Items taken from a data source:

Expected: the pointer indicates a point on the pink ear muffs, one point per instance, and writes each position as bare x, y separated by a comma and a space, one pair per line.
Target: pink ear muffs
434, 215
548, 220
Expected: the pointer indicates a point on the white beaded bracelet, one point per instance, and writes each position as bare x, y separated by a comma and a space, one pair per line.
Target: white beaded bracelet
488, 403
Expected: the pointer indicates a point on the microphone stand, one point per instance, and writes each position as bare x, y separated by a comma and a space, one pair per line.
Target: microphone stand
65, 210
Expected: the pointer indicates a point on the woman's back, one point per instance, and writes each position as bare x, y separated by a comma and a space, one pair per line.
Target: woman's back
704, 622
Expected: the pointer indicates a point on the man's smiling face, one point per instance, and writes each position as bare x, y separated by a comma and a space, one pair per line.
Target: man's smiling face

**TASK BRIEF:** Please reproduce all of the material above word for word.

**ANSWER TO THE PROBLEM:**
Expected: the pointer indicates a point on the pink ear muffs, one point per instance, and writes each position as bare x, y separated by a comma and a space, one pair per line.
Target: pink ear muffs
434, 215
548, 220
Expected: the pointer indicates a point on the white beaded bracelet, one point per instance, and writes each position as bare x, y separated by a comma and a space, one pair per line.
Target: white beaded bracelet
488, 403
Expected: the pointer indicates a point on the microphone stand, one point per instance, and writes each position as bare x, y separated by a comma and a space, one pair per line.
Target: microphone stand
65, 210
Expected: the pointer indicates a point on the woman's back, one point per instance, and writes each position as bare x, y separated by a comma and a space, one pair per line.
Target: woman's back
704, 622
Expected: the pointer indicates a point on the man's smiling face, one point per instance, and writes each position as bare x, y separated by a comma and a space, one pair per line.
Target: man's smiling face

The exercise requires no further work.